> [Task prompt]
Retype each of the following records line for line, without changing a single character.

> [Data excerpts]
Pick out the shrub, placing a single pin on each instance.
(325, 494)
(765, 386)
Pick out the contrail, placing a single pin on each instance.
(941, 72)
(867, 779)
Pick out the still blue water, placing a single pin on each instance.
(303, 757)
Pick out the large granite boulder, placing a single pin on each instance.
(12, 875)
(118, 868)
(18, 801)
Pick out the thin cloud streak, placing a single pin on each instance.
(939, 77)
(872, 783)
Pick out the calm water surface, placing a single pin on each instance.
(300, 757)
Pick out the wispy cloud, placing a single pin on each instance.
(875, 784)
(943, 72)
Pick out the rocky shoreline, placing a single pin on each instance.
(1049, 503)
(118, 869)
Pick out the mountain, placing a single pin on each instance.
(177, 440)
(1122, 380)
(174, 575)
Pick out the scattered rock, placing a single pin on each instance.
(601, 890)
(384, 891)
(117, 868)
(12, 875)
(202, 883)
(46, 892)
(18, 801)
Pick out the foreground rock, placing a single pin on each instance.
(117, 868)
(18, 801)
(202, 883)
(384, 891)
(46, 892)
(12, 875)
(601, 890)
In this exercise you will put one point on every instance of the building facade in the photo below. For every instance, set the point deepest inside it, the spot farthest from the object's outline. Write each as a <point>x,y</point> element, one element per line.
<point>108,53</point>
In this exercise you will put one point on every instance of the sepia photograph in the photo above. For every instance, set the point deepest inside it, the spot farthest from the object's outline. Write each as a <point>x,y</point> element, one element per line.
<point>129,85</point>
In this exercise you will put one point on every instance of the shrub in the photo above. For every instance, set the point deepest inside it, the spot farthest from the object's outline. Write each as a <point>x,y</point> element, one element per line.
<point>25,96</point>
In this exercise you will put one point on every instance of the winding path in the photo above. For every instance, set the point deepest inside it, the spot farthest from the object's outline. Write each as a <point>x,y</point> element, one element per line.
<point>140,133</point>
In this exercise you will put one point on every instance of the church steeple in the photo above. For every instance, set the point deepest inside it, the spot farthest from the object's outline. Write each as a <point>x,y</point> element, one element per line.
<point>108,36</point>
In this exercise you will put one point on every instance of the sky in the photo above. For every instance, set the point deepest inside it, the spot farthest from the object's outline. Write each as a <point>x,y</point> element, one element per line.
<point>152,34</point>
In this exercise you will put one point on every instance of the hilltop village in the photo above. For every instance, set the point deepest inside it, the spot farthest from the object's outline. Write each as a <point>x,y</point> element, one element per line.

> [Exercise result]
Pick out the shrub, placing a single pin on each instance.
(325, 494)
(765, 386)
Pick out the contrail, placing a single pin on each instance.
(941, 72)
(867, 779)
Pick out the still blue water, placing a single pin on each instance.
(303, 757)
Pick out the large granite boulder, placing a single pin on each instance.
(12, 875)
(118, 868)
(18, 801)
Pick out the thin cloud streak, placing a single pin on each instance.
(939, 77)
(872, 783)
Pick out the calm water surface, placing a single pin on each instance.
(300, 757)
Pick out the wispy cloud, placing a single pin on each instance.
(875, 784)
(943, 72)
Pick out the rocky shoreline, placing a single pin on each instance.
(1049, 503)
(118, 869)
Pick out the mountain, placing a single pin on each instance.
(177, 440)
(1122, 380)
(174, 575)
Pick out the scattered rock, placing a single pin on each instance.
(601, 890)
(384, 891)
(117, 868)
(12, 875)
(202, 883)
(46, 892)
(18, 801)
Pick out the foreground rock, placing a single pin on each instance.
(117, 868)
(18, 801)
(202, 883)
(384, 891)
(46, 892)
(12, 875)
(601, 890)
In this exercise you will put one point on every instance of the building facade in the photo below. For every instance, set the point deepest inside it, the spot farthest from the object's outline. Write each as a <point>x,y</point> element, one element per line.
<point>108,53</point>
In this exercise you will put one point on every instance of the sepia photograph in the photo above. For every instance, set the point deepest inside it, the spot farthest from the object's outline. Write each as a <point>x,y</point> element, one element per line.
<point>129,85</point>
In this exercise you will put one point on every instance of the shrub in the photo above. For every instance, set the point deepest inside it, the spot farthest from the object's outline. Write each as a <point>x,y</point> element, one element per line.
<point>25,96</point>
In this exercise you will put one point on every instance of the winding path in the photo above. For every instance, set the point deepest inside it, the spot farthest from the object's outline. Write each as a <point>x,y</point> element, one element per line.
<point>140,133</point>
In this exercise you will put one point on every instance of the church steeple in the photo above. For every instance, set the point deepest inside it, the spot farthest from the object's outline. Write each as a <point>x,y</point> element, one element per line.
<point>108,36</point>
In this exercise you will put one point on every instance of the sky in the photo above. For every instance, set the point deepest inside it, the spot farthest from the object's outline. Write each as a <point>x,y</point> element, one element per line.
<point>152,34</point>
In this exercise you will put one point on every instance of the hilltop village in the photo above. For every instance, set the point deepest inside it, the spot farthest from the object's outline. Write each as a <point>x,y</point> element, one element per line.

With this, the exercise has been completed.